• **WHAT IS BEING ASKED**: Reproduce all the entries precisely.

[Start EXERCISE MATERIALS]

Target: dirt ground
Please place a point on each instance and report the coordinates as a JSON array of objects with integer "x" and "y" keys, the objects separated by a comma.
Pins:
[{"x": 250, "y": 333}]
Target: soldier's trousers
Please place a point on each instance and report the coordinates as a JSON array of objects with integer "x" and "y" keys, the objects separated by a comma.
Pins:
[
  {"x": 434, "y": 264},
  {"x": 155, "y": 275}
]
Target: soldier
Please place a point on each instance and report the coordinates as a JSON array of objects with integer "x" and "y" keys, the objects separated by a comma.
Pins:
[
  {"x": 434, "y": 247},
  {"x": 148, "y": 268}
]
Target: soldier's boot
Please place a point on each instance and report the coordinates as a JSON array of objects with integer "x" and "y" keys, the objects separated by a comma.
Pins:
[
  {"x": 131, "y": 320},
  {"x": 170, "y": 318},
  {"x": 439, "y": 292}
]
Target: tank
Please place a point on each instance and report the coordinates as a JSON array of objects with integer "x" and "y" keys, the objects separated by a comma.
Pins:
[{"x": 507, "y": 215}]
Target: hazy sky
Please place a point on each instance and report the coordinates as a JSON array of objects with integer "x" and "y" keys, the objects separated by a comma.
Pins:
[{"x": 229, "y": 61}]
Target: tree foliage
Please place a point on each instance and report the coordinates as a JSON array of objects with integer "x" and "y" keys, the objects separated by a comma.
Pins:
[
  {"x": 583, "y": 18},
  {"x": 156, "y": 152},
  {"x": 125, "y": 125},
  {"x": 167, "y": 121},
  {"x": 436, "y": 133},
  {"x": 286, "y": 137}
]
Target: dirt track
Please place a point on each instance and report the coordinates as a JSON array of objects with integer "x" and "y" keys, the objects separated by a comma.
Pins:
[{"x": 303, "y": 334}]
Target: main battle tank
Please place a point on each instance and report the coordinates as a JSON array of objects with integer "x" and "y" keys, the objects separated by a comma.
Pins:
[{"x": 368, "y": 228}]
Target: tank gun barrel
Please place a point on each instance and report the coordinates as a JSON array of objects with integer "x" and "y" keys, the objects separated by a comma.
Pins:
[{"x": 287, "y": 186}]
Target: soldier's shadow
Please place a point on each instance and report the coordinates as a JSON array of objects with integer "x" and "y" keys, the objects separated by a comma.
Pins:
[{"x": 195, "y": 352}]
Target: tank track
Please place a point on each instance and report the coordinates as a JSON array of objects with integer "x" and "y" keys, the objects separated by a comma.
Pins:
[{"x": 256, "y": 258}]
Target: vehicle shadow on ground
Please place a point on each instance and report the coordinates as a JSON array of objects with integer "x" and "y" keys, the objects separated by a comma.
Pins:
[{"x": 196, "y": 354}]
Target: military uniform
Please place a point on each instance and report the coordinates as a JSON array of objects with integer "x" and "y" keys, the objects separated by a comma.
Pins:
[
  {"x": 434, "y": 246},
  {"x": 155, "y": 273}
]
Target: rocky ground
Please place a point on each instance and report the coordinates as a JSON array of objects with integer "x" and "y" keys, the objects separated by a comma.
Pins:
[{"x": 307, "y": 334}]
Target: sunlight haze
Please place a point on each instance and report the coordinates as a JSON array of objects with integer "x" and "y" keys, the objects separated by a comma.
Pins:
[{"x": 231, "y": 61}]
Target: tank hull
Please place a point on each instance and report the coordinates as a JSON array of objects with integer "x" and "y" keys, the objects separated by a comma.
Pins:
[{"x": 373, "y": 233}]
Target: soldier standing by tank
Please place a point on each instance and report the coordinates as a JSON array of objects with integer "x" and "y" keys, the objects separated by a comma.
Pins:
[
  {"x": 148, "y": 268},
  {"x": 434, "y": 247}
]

[End EXERCISE MATERIALS]

• **RESPONSE TO THIS TASK**:
Target: dirt ground
Please place a point on each instance and report the coordinates as a JSON array of objects with integer "x" and "y" keys, the objects separated by a comma.
Pins:
[{"x": 250, "y": 333}]
Target: soldier's trousers
Please place a point on each instance and report the coordinates as a JSON array of objects with integer "x" and "y" keys, the objects separated by a comma.
Pins:
[
  {"x": 434, "y": 264},
  {"x": 155, "y": 275}
]
Target: soldier
Please place a point on each instance and report the coordinates as a JSON array of objects with integer "x" and "y" keys, the objects separated by a comma.
Pins:
[
  {"x": 434, "y": 247},
  {"x": 148, "y": 268}
]
Target: soldier's boot
Please place a point on each instance and report the coordinates as a JSON array of objects with integer "x" and "y" keys, the objects separated by a comma.
Pins:
[
  {"x": 131, "y": 320},
  {"x": 170, "y": 318},
  {"x": 439, "y": 292}
]
Target: tank
Please place a point on each instance and report the coordinates as a JSON array of objects with integer "x" and "y" keys, the objects separated by a comma.
Pins:
[{"x": 507, "y": 215}]
Target: hazy sky
Please place a point on each instance and report the coordinates as a JSON array of objects with integer "x" and "y" keys, the objects separated by a comma.
Pins:
[{"x": 229, "y": 61}]
Target: tree foliage
Please place a point on each instance and report the coordinates as a JSON array of objects with integer "x" and "y" keys, the objects separated by a comma.
Pins:
[
  {"x": 583, "y": 18},
  {"x": 156, "y": 152},
  {"x": 125, "y": 125},
  {"x": 167, "y": 121},
  {"x": 436, "y": 133},
  {"x": 286, "y": 137}
]
Target: dirt track
Please place a point on each instance and report the coordinates as a JSON array of objects with integer "x" and "y" keys, the objects separated by a comma.
Pins:
[{"x": 303, "y": 334}]
Target: main battle tank
Please place a point on each instance and report the coordinates as a JSON array of objects with integer "x" and "y" keys, the objects separated by a comma.
Pins:
[{"x": 368, "y": 228}]
Target: tank gun barrel
Please place a point on each instance and report the coordinates as a JSON array of objects with integer "x" and "y" keys, the objects separated by a comma.
Pins:
[{"x": 287, "y": 186}]
Target: soldier's shadow
Please place a point on each instance and report the coordinates as a JSON array of objects with integer "x" and "y" keys, the objects separated by a comma.
Pins:
[{"x": 195, "y": 352}]
Target: tank track
Please place a point on each instance and report the coordinates as a JSON array of objects with integer "x" and "y" keys, the objects separated by a comma.
Pins:
[{"x": 256, "y": 258}]
Target: vehicle shadow on ground
Please place a point on each instance and report the coordinates as a JSON array of objects with integer "x" and "y" keys, the objects separated by a comma.
Pins:
[{"x": 196, "y": 354}]
Target: military uniform
Please place a point on each instance and report the coordinates as a JSON array of objects with integer "x" and "y" keys, the objects separated by a comma.
Pins:
[
  {"x": 434, "y": 246},
  {"x": 155, "y": 273}
]
Target: rocky ground
Please place a point on each instance and report the coordinates as a JSON array of objects with integer "x" and "y" keys, the objects separated by a comma.
Pins:
[{"x": 307, "y": 334}]
Target: sunlight haze
Please place a point on each instance and report the coordinates as a JSON array of objects with integer "x" and "y" keys, the objects separated by a comma.
Pins:
[{"x": 231, "y": 61}]
Target: tank hull
Please place a point on each instance and report the coordinates as a JSON array of objects with integer "x" and "y" keys, the objects separated by a comma.
Pins:
[{"x": 373, "y": 233}]
Target: soldier standing by tank
Please place a point on each instance and report the coordinates as a JSON array of objects with integer "x" and "y" keys, the objects separated by a comma.
Pins:
[
  {"x": 148, "y": 268},
  {"x": 434, "y": 247}
]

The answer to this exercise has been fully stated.